# [PROMPT]
Convert the entries to a JSON list of strings, one string per line and no blank lines, from the start of the entries up to and including the line with "[0,176,591,392]".

# [AVAILABLE RECORDS]

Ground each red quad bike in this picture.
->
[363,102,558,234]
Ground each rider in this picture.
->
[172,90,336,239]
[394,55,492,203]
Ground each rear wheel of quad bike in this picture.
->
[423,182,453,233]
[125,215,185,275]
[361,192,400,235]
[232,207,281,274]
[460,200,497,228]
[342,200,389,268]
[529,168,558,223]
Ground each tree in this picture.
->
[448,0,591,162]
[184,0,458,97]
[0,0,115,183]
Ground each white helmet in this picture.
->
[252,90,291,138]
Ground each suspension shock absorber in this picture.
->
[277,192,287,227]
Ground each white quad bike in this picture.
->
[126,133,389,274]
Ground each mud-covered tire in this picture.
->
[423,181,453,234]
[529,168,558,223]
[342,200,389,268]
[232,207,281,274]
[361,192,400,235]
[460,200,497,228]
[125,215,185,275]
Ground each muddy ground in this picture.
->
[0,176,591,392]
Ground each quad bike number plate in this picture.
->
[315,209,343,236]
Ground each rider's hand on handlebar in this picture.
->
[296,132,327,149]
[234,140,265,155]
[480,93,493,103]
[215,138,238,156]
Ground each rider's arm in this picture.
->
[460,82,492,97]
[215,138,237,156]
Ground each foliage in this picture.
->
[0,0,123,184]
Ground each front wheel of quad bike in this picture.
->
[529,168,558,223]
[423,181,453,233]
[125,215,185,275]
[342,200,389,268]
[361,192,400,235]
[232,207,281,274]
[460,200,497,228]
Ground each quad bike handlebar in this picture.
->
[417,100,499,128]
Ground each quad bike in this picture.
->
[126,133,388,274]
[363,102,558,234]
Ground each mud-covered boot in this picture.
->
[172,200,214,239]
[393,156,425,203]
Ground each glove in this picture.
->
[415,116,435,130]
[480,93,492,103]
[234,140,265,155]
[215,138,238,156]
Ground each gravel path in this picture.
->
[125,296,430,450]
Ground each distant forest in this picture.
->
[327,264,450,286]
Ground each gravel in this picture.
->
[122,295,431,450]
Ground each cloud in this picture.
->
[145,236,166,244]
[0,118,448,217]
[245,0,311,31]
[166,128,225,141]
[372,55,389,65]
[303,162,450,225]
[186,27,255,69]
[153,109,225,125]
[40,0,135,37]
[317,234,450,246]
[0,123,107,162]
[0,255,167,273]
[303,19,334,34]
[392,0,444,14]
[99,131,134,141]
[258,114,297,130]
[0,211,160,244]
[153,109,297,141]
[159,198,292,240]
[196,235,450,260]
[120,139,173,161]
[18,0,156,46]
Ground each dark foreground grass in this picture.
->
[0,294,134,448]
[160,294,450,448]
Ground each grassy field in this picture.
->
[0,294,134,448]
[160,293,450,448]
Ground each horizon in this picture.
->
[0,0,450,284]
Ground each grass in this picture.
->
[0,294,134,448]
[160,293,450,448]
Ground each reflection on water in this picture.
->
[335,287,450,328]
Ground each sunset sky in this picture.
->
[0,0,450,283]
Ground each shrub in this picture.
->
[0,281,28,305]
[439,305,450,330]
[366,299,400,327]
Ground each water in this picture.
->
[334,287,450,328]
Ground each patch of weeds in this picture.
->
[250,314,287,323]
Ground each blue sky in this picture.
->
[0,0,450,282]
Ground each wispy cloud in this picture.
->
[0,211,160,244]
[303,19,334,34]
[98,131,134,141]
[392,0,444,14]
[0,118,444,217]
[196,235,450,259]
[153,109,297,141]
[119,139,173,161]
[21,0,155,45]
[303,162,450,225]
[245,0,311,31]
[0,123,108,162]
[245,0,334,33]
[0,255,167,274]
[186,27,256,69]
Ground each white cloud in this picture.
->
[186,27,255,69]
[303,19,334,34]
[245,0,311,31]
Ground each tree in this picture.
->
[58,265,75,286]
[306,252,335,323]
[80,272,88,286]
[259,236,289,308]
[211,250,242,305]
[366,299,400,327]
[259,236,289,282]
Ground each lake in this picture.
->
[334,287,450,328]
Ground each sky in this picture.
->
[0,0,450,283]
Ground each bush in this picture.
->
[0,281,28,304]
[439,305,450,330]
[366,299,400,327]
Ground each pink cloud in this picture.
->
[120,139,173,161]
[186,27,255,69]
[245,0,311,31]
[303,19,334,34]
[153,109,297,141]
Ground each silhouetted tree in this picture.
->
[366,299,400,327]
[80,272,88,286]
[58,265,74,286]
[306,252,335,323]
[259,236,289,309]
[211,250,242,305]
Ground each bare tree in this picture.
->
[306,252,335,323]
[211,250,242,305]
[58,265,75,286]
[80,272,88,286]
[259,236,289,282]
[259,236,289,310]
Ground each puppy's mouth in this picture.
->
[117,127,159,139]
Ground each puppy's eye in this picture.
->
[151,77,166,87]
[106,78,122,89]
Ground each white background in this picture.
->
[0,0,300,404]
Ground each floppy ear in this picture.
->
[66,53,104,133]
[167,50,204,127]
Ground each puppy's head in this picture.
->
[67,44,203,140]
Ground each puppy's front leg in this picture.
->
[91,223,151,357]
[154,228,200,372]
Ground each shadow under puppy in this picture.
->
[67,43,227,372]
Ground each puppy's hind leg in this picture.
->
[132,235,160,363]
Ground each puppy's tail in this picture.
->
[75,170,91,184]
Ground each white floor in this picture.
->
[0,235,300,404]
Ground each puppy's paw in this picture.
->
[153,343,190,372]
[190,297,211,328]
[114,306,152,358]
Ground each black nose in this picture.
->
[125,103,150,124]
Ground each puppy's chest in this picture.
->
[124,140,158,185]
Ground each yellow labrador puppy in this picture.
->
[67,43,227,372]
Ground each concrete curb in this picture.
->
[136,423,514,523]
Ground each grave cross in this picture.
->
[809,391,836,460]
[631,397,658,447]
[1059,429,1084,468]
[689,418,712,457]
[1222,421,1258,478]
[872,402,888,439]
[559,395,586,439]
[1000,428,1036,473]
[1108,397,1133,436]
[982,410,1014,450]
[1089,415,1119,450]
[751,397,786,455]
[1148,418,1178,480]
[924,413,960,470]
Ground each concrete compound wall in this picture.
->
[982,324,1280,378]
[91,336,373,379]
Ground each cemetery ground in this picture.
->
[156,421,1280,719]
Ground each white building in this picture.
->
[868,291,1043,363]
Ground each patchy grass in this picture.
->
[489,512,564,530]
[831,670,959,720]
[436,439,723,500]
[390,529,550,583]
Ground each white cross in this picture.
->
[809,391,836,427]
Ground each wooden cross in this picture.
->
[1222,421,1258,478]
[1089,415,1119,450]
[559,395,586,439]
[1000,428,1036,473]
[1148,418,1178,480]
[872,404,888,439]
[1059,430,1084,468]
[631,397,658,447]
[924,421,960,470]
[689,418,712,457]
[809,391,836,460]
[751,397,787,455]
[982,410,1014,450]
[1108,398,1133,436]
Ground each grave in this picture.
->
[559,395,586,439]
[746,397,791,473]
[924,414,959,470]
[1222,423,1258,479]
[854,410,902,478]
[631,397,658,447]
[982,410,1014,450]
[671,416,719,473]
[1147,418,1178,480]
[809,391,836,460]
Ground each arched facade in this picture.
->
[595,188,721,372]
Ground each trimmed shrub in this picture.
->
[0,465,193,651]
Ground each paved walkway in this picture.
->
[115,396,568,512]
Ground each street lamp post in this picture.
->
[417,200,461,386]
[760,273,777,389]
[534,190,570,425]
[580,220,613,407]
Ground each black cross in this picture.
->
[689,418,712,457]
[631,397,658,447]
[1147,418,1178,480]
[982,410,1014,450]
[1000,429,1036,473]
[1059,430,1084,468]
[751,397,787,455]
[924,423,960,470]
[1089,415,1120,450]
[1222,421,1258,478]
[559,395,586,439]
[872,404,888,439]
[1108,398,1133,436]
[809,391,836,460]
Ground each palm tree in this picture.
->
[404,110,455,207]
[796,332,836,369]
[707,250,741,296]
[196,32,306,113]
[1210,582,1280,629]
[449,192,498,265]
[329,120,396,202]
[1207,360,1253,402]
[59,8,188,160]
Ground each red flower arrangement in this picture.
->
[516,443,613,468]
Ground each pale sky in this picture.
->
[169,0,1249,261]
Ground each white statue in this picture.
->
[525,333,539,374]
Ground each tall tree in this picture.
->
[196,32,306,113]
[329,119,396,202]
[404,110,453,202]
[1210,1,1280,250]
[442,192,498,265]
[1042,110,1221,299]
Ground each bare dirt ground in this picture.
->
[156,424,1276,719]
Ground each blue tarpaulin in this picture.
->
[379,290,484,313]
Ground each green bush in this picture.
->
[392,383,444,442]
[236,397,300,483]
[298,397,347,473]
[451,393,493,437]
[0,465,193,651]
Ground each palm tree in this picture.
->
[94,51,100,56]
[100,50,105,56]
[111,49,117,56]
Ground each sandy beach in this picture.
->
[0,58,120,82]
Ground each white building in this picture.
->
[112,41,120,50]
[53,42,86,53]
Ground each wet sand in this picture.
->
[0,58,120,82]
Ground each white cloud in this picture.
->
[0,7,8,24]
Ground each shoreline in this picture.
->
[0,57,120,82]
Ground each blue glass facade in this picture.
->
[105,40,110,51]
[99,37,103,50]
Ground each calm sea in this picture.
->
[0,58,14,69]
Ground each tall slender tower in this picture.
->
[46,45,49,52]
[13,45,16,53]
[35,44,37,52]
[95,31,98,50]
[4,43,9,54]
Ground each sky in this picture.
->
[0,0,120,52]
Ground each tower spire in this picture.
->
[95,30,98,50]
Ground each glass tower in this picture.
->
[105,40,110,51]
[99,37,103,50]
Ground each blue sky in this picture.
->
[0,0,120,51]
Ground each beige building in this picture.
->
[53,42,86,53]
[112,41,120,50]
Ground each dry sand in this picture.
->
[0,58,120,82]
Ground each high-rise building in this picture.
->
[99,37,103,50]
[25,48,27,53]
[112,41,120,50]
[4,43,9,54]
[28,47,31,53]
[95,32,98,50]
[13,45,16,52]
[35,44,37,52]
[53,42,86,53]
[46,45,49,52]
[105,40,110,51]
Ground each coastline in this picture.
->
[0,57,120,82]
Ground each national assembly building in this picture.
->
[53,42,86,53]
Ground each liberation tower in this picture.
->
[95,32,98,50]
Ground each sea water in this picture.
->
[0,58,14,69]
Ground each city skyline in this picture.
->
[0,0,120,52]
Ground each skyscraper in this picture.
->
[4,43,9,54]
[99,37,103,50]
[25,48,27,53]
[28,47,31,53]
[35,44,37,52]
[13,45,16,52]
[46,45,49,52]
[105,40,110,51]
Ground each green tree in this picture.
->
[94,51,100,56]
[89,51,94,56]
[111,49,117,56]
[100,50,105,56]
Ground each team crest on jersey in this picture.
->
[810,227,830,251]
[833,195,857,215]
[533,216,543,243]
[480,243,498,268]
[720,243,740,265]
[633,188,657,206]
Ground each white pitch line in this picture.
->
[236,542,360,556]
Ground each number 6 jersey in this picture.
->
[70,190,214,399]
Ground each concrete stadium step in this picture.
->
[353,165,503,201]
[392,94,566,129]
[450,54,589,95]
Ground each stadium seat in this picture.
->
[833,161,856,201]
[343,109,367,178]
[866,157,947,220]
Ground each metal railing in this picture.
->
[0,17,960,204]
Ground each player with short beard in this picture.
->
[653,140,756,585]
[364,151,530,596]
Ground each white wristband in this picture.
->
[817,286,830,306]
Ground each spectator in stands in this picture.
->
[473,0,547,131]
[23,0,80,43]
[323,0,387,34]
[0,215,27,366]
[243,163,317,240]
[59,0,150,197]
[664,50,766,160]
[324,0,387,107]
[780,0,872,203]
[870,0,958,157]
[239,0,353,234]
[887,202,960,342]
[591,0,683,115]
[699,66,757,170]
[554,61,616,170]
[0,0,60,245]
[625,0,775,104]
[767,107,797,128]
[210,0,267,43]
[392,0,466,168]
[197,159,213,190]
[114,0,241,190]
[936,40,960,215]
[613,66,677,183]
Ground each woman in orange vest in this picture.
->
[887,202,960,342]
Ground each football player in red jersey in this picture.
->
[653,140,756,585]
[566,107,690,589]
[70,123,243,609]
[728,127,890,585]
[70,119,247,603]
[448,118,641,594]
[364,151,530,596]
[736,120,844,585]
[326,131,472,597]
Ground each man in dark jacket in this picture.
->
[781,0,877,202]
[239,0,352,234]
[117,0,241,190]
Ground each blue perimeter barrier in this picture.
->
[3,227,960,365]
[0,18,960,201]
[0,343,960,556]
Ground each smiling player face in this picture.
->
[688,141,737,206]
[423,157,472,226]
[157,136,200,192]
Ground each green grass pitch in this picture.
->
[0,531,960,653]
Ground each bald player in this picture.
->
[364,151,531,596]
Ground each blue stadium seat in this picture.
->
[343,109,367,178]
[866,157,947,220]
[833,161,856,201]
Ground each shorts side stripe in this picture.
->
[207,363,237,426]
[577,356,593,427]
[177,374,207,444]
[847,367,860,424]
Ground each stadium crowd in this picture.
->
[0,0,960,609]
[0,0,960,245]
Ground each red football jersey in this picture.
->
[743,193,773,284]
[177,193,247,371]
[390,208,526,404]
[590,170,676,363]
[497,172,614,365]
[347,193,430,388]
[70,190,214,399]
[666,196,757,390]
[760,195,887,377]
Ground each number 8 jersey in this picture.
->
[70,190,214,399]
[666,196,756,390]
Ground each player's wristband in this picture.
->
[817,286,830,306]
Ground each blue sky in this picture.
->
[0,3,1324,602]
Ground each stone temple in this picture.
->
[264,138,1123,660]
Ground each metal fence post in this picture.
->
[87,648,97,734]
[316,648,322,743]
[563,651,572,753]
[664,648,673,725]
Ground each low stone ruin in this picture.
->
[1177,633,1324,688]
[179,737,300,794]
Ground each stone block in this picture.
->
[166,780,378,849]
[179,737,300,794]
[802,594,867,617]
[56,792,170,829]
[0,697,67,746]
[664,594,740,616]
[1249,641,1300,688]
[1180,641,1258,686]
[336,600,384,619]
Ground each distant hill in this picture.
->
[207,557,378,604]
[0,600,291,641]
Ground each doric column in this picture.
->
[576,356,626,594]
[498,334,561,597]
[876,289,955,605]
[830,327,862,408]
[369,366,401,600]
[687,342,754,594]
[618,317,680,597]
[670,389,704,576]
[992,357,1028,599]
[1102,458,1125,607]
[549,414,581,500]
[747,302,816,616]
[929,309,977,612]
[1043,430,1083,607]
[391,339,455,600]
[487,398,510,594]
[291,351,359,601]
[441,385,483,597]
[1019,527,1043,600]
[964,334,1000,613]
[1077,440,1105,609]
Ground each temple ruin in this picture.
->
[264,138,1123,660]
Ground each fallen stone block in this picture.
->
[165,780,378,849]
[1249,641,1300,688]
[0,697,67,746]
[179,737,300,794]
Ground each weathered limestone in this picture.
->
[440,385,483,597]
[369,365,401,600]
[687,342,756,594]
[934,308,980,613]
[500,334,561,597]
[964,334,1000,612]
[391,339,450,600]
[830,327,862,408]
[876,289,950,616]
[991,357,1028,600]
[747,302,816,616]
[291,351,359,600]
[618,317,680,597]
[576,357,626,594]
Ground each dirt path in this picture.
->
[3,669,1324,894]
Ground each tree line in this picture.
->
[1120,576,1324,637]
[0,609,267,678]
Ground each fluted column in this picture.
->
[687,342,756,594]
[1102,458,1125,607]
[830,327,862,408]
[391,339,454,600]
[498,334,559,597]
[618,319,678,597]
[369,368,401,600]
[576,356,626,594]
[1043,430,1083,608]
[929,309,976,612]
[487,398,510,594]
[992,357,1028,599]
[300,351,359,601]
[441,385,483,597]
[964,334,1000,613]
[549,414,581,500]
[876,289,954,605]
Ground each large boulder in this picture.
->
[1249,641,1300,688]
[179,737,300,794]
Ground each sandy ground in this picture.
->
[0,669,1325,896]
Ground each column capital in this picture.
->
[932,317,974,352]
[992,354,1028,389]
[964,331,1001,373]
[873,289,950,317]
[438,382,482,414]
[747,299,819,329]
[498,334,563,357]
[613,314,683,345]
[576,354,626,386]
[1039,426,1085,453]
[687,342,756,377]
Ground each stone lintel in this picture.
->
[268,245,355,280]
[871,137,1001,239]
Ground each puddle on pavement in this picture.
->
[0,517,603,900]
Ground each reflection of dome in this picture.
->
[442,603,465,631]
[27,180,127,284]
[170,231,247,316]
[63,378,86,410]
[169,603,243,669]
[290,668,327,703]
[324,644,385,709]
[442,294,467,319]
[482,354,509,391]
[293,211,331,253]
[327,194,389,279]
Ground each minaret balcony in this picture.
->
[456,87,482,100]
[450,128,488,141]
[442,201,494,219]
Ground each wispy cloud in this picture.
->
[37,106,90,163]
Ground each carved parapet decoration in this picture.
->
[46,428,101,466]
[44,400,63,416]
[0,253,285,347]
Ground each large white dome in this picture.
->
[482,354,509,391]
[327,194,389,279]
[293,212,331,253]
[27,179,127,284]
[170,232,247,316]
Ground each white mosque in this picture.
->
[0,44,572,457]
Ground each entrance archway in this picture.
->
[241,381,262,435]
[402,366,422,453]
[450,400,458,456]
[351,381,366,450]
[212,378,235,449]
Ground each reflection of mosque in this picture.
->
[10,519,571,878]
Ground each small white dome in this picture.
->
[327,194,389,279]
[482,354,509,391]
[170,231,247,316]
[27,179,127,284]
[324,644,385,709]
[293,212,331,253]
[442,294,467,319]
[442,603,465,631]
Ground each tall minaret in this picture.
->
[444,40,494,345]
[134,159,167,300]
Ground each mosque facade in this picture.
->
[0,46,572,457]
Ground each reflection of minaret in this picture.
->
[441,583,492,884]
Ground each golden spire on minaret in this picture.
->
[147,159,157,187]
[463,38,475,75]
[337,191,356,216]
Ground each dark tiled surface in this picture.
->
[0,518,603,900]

# [CORRECT ANSWER]
[
  "Ground each red quad bike in this picture.",
  "->",
  "[363,102,558,234]",
  "Ground each rider in this picture.",
  "->",
  "[172,90,336,239]",
  "[394,55,492,203]",
  "Ground each rear wheel of quad bike in this picture.",
  "->",
  "[423,182,453,233]",
  "[125,215,185,275]",
  "[361,192,400,235]",
  "[232,207,281,274]",
  "[460,200,497,228]",
  "[342,200,389,268]",
  "[529,168,558,223]",
  "Ground each tree in this picture.",
  "->",
  "[448,0,591,162]",
  "[184,0,458,97]",
  "[0,0,115,183]",
  "Ground each white helmet in this picture.",
  "->",
  "[252,90,291,138]",
  "Ground each suspension shock absorber in this picture.",
  "->",
  "[277,192,287,227]",
  "Ground each white quad bike in this picture.",
  "->",
  "[126,133,389,274]",
  "Ground each mud-covered tire in this picture.",
  "->",
  "[423,181,453,234]",
  "[529,168,558,223]",
  "[342,200,389,268]",
  "[232,207,281,274]",
  "[361,192,400,235]",
  "[460,200,497,228]",
  "[125,215,185,275]",
  "Ground each muddy ground in this picture.",
  "->",
  "[0,176,591,392]"
]